Isn`t it interesting that they can`t make rules telling you not to exocise other freedoms like religion or speech, but they can say you can`t bring a firearm into what is essentially 'your' home? I understand that it`s the owners` right, and there are plenty of other places to live.....but how does this differ from someone not wanting to rent to a person of another race, religion, sexual prefferance, or political affiliation? (I`m not trying to be a prick. I am genuinely curious as to how the law works, because it makes me wonder where an owner`s rights end and the protection of the renter`s rights begin.)

For instance, what about search warrants? Can the landlord tell the police they are free to search w/o a warrant if the renter has denied them entry? Why or why not?


----------



## jks9199 (Nov 19, 2009)

Actually, a private landowner can make RULES that, were they LAWS passed by Congress, would be unconstitutional.  On my own property, within a pretty broad stripe, I can make whatever rules I want.  I can prohibit you from carrying a gun, or require that you be armed.  I can largely prohibit or prescribe religion... though not your actual beliefs.  (Think about a parochial school...)  There are limits against refusing housing to someone on the basis of race, religion, and a few other protected categories (and I'm not completely happy with the ever-expanding scope of antidiscrimination laws), but, for the most part, a private landowner can make the rules whatever they want.  It's important not to confuse the landowner's rules and the legislature's laws.

[Object position labeling entries]
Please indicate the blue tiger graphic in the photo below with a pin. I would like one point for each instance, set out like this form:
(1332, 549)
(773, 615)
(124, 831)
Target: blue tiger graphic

[To do]
1. Pick out every line of the records that contains the word "tiger" and copy each such line in full. Matching is case-sensitive.
2. Supply the text that follows the final sentence of the forum discussion on landlords' rules and renters' rights.

[Answers for this exercise]
1.
Please indicate the blue tiger graphic in the photo below with a pin. I would like one point for each instance, set out like this form:
Target: blue tiger graphic

2.
A search warrant is a different situation entirely -- and they are strictly controlled.  A search warrant is an order authorizing and commanding any "authorized officer" to search a specific location for specific items, and if found, to seize them.  Search warrants must, per the US Constitution, be based on probable cause.  A landlord cannot grant a consensual search of the tenant's property (and even tactics such as a detective accompanying an apartment manager on an "inspection" of the property are very limited in scope) over the tenant's objections; a warrant trumps anyone's objections outside a court of law.  In fact, a ruling a few years ago stated that one co-tenant (like a spouse) can't override the present objections or denial of a consensual search by the other party...


----------



## K31 (Nov 28, 2009)

While some people rightly thought of the argument that the signs prohibiting firearms would be beacons to criminals, I was thinking about other apartment owners doing just the opposite as a enticement. Think about it. You are almost ensured then that your neighbors are law-abiding and that your apartment building is going to be break-in free.


----------



## lklawson (Nov 30, 2009)

K31 said:


> While some people rightly thought of the argument that the signs prohibiting firearms would be beacons to criminals, I was thinking about other apartment owners doing just the opposite as a enticement. Think about it. You are almost ensured then that your neighbors are law-abiding and that your apartment building is going to be break-in free.


People tend to be reluctant to put up "Firearms welcome here" signs on the fear that it is the equivalent to putting up signs which read: "Extremely valuable, very portable items located herein, please break in while I'm not at home and steal them."

I understand the concern.  Though I admit, a few years back I taped one of my wife's "Shoot-N-See" targets to the front door for a few days.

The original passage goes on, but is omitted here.